→ Directions:
Could you reproduce the lines from the one containing "If you would be willing to mark the door" through the last line of the block, substituting "rear tire" for every "front tire" and keeping everything else identical?

A block of data
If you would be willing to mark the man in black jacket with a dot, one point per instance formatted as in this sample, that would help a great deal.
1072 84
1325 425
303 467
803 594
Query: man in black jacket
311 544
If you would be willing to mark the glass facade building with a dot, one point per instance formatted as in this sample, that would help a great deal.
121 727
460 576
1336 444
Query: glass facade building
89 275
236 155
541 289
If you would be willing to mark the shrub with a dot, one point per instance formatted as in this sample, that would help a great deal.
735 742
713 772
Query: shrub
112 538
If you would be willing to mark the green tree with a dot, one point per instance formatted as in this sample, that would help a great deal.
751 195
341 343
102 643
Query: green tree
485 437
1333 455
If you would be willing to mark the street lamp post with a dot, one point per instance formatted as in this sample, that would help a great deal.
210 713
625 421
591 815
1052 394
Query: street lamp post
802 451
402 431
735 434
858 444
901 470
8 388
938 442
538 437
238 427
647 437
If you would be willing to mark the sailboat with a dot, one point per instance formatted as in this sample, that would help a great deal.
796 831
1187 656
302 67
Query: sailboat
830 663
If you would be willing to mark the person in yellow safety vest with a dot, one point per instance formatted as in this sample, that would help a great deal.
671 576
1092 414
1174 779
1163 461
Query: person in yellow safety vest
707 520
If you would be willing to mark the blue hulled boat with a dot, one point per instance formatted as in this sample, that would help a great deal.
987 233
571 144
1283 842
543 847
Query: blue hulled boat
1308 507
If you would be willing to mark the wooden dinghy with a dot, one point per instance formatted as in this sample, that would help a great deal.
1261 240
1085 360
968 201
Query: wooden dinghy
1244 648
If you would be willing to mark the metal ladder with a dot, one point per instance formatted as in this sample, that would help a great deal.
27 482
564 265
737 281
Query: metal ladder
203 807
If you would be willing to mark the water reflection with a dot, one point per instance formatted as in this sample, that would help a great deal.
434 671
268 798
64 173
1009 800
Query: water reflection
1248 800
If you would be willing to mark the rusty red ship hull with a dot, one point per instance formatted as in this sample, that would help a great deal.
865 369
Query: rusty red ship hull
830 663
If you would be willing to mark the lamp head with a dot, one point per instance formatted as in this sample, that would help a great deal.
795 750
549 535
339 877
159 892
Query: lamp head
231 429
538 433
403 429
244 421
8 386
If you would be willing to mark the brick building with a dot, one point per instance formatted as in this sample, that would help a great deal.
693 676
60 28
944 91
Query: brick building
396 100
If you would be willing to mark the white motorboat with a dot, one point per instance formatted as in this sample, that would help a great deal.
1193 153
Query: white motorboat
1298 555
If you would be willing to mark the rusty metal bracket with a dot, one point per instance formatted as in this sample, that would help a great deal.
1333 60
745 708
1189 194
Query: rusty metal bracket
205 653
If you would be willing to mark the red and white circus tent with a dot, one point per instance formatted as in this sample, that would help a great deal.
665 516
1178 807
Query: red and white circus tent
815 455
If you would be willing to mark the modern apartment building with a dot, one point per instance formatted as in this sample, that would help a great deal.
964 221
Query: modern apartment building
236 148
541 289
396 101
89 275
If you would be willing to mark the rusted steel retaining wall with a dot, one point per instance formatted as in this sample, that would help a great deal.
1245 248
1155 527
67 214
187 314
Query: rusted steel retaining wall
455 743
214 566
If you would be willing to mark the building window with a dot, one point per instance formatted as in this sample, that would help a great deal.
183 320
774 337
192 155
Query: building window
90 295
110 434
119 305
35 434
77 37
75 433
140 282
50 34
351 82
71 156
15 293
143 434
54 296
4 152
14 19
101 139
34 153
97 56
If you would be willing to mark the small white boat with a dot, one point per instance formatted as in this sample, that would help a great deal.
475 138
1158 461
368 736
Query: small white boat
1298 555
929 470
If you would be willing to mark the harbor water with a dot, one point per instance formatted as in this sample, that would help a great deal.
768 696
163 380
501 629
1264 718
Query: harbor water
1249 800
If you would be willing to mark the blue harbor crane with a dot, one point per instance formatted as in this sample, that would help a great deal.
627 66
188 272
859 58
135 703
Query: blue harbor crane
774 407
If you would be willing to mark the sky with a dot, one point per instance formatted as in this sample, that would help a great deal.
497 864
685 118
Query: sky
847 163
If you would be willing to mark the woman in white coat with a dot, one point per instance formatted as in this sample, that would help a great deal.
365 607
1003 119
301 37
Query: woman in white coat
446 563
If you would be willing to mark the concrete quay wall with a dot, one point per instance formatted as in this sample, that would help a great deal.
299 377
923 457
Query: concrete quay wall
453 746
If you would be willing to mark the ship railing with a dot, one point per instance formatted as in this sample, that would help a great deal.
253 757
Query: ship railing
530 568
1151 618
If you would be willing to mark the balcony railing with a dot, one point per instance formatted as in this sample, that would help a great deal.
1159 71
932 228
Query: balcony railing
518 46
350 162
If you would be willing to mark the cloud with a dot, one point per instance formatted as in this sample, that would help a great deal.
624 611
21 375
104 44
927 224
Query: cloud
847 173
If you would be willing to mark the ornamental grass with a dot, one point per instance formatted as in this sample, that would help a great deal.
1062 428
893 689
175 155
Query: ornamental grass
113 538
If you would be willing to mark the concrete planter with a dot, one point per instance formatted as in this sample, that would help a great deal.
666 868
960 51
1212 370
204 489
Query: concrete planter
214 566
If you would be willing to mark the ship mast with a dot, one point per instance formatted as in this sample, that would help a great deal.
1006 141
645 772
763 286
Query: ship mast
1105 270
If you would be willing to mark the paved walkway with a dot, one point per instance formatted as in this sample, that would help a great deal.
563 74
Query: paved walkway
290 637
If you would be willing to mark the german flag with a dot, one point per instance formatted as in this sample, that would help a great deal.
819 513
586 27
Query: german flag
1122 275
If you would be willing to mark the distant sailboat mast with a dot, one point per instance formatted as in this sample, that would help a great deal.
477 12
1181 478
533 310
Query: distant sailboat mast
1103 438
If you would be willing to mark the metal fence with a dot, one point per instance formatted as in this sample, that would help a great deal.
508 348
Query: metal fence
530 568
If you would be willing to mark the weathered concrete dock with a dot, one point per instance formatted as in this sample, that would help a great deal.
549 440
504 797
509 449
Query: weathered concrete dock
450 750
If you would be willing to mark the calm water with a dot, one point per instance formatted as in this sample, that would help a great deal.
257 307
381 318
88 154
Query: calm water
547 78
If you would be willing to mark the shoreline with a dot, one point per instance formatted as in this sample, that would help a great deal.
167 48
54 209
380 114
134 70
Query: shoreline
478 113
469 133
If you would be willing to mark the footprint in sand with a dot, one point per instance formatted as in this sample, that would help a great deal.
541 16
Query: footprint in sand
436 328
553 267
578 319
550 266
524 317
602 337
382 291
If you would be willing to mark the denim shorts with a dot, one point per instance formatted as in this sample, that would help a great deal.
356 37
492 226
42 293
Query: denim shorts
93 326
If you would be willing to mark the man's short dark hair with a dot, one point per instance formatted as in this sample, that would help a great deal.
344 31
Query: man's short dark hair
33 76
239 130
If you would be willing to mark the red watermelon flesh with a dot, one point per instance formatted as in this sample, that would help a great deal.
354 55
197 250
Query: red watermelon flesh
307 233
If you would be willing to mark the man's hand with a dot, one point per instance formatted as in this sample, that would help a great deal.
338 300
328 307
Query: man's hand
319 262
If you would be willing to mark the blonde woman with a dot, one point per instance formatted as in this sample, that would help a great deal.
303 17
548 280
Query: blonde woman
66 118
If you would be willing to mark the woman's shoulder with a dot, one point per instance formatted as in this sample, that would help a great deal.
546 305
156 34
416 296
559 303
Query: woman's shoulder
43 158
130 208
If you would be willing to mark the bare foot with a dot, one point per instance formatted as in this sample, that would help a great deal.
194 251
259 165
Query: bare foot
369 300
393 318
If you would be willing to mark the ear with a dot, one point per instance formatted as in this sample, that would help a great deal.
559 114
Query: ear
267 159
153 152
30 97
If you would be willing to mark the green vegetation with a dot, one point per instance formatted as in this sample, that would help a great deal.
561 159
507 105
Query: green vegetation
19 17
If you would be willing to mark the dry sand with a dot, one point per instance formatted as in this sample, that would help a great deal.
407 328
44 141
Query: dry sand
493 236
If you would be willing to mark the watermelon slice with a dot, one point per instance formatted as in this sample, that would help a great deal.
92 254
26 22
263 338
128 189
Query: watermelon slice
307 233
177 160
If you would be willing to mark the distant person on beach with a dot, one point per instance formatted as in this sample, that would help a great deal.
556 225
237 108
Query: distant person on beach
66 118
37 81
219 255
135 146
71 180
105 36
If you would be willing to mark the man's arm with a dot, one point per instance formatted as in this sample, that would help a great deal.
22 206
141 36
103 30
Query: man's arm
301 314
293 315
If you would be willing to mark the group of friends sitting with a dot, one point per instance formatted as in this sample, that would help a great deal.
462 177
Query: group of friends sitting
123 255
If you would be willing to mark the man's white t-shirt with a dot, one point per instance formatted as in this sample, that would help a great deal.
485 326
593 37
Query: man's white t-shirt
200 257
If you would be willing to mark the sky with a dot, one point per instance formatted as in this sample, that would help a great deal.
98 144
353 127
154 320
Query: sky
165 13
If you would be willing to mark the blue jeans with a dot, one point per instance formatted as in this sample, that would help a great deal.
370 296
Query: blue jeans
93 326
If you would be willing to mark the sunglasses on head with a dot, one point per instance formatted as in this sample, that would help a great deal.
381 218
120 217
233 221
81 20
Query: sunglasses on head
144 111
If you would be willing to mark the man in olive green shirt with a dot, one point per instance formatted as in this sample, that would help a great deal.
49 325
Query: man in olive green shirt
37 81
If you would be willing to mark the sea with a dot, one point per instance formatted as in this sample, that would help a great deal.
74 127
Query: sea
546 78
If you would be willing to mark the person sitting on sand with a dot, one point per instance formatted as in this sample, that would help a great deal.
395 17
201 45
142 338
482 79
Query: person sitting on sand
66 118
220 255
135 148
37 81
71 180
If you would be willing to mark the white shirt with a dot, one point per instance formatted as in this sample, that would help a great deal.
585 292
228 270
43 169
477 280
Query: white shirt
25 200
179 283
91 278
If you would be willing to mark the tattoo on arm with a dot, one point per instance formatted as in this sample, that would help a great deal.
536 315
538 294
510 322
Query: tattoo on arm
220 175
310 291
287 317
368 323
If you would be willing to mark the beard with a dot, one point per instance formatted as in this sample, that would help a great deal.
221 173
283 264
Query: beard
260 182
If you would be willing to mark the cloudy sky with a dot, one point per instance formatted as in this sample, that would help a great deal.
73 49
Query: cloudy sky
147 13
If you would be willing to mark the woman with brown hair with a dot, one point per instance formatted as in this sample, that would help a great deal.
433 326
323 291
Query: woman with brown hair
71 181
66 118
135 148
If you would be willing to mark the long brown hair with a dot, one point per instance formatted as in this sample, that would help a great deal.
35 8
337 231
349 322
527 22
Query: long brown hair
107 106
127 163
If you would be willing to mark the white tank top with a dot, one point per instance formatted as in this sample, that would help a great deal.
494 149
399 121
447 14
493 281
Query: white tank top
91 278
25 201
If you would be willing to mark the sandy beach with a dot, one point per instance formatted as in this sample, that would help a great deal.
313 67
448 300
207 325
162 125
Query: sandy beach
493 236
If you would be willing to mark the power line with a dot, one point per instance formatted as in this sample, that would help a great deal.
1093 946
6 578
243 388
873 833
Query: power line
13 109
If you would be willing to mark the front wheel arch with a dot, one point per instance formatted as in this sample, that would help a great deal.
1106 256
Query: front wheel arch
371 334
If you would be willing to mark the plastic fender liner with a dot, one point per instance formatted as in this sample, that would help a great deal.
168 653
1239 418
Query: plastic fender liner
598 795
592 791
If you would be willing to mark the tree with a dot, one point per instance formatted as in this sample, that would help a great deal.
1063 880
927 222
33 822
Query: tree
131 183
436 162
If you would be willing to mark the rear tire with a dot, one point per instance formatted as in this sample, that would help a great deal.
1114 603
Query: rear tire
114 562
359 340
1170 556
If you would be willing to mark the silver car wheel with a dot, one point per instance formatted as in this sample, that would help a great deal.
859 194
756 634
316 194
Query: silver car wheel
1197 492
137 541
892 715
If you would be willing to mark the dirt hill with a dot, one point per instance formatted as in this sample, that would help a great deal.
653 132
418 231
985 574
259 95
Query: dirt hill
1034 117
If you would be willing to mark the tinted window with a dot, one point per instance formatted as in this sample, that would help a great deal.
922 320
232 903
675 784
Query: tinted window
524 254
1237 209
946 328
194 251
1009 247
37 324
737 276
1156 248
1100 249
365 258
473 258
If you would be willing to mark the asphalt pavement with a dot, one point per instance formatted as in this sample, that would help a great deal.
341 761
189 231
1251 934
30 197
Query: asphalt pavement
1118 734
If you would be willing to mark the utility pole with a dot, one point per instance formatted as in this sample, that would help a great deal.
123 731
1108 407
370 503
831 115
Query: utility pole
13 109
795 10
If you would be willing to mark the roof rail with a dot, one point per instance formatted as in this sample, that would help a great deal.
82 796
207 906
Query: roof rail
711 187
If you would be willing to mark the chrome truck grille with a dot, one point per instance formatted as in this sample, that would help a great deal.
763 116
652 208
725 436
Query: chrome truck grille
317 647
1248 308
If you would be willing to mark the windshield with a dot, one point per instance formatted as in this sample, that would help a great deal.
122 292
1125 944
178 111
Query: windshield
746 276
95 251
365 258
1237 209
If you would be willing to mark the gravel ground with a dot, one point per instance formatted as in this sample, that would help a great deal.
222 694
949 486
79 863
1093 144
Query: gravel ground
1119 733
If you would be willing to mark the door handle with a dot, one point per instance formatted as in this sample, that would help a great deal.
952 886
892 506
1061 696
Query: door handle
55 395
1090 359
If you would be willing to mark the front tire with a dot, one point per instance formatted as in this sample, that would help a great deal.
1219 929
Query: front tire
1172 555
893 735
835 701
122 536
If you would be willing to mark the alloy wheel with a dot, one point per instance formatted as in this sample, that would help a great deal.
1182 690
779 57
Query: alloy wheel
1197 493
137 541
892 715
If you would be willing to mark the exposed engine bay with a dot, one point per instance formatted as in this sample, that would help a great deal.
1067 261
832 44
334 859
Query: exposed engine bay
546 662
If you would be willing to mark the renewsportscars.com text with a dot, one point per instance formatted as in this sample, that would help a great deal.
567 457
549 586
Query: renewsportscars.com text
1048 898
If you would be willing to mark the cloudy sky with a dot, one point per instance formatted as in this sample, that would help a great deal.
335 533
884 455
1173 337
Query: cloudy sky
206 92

→ Solution for this exercise:
If you would be willing to mark the door handle with a dot, one point per instance formatted as in this sample, that would help a great deal.
952 886
892 506
1061 696
Query: door handle
55 395
1090 359
If you would be willing to mark the rear tire with a dot, one point per instance formatted as in this sample, that would help a great deal.
1219 929
Query: rear tire
1172 555
893 735
835 701
122 536
If you would be willing to mark the alloy wheel with a dot, one point per instance formatted as in this sample, that would help a great deal.
1182 690
779 57
Query: alloy wheel
1197 493
137 541
892 715
If you would be willing to mark the exposed engine bay with a dot, one point per instance formatted as in this sample, that would help a great deal.
1067 261
832 44
334 859
Query: exposed engine bay
546 662
If you would be willing to mark the renewsportscars.com text with a dot, one point per instance formatted as in this sample, that would help a great deal.
567 457
549 586
Query: renewsportscars.com text
1048 898
If you would be willing to mark the cloudy sky with a dot, one point per instance formatted as in this sample, that would help a great deal.
335 533
884 455
1173 337
Query: cloudy sky
206 92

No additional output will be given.